WHAT THE EXERCISE ASKS: Once the line with "Target: door glass panel" is found in the data, output it and each following line exactly, up to and including the line with "Target: large tree", and nothing before or after.

** MATERIAL PROVIDED follows **

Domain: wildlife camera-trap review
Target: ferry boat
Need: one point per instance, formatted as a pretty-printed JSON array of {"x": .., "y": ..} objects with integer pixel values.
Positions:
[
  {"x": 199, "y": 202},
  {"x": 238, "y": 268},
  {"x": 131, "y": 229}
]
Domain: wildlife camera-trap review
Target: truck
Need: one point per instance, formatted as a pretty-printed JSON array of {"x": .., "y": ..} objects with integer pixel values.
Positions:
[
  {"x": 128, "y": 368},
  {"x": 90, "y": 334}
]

** End of MATERIAL PROVIDED **
** MATERIAL PROVIDED follows **

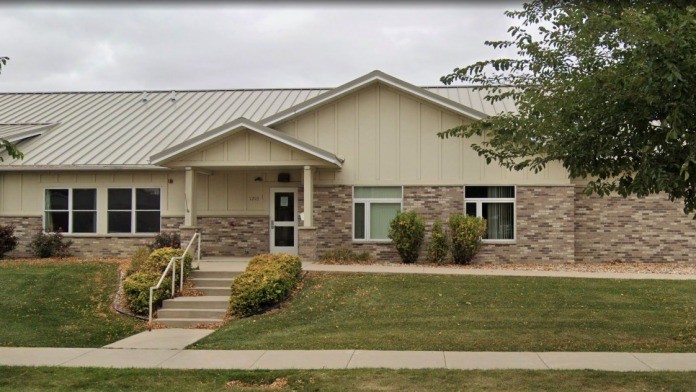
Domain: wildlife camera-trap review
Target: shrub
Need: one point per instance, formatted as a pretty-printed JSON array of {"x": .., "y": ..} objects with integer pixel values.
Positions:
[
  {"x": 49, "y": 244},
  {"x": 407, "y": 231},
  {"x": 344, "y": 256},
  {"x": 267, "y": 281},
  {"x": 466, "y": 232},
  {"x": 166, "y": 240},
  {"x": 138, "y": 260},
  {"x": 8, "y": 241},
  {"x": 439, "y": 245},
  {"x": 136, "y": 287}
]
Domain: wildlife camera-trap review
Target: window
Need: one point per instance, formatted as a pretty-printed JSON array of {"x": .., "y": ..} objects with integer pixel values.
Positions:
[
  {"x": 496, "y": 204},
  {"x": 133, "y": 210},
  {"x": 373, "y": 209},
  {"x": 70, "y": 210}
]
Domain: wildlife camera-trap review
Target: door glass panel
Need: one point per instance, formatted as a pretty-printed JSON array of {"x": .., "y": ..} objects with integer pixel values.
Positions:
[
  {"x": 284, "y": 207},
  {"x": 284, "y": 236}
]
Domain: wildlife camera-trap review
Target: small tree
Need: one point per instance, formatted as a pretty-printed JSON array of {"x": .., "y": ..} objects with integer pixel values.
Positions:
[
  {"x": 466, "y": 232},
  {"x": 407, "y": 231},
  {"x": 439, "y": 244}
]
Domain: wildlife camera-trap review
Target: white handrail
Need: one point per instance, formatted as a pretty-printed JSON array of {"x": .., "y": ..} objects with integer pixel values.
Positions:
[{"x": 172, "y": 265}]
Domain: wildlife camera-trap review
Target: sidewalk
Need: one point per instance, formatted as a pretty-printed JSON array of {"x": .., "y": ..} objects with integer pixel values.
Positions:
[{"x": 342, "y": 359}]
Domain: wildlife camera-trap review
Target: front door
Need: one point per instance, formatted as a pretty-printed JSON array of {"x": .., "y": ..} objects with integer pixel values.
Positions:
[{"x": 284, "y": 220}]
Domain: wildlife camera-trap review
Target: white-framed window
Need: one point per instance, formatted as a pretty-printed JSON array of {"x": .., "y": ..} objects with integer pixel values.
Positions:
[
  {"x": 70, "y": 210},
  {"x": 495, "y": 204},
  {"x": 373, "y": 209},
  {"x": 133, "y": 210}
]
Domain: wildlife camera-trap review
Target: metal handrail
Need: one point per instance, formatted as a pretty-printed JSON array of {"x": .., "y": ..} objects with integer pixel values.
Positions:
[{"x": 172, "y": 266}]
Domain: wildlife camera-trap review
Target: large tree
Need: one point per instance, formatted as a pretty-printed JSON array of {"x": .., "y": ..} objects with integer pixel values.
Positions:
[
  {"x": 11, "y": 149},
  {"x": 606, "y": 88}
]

** End of MATERIAL PROVIDED **

RESPONSE BELOW:
Target: door glass panel
Need: one point per instance, formatted as a pretty-printed JSON array of {"x": .., "y": ..} objects with integer pixel values.
Positions:
[
  {"x": 284, "y": 207},
  {"x": 284, "y": 236}
]
Domain: wildlife camera-trap review
Target: small tree
Need: one point per instance, formatted as a pretty-printed JSON array of {"x": .., "y": ..} objects with integer pixel values.
Positions:
[
  {"x": 466, "y": 232},
  {"x": 407, "y": 231},
  {"x": 439, "y": 244}
]
Domain: wildlife camera-trap review
Target: white handrail
Need: one point per instance, formatted as a pretty-printed JSON array of {"x": .., "y": ..} objects with integer pixel values.
Positions:
[{"x": 172, "y": 265}]
Domain: wildlife camera-trap review
Target: sidewalk
Need: one point per instance, formatted as a pretty-printed JSON array of {"x": .., "y": ..} objects with integer pixel values.
Positions:
[{"x": 342, "y": 359}]
Domain: wildlife camera-trap review
Target: front door
Need: one point per instance, formatted as a pretty-printed JSON array of {"x": .., "y": ..} objects with integer pixel values.
Positions:
[{"x": 284, "y": 220}]
Domain: wildlife camera-trap review
Target: white-framed window
Need: one point per instance, formatted as a pretty-printed JSON array of {"x": .., "y": ..} objects with integer pixel values.
Positions:
[
  {"x": 70, "y": 210},
  {"x": 495, "y": 204},
  {"x": 373, "y": 209},
  {"x": 133, "y": 210}
]
Domain: wildlife camera-trap review
Target: metal handrail
Need: one point per instance, formatted as a pretty-printed JSON array of {"x": .., "y": ..} objects with integer pixel values.
Positions:
[{"x": 172, "y": 266}]
Domain: wildlife camera-trap review
Target: large tree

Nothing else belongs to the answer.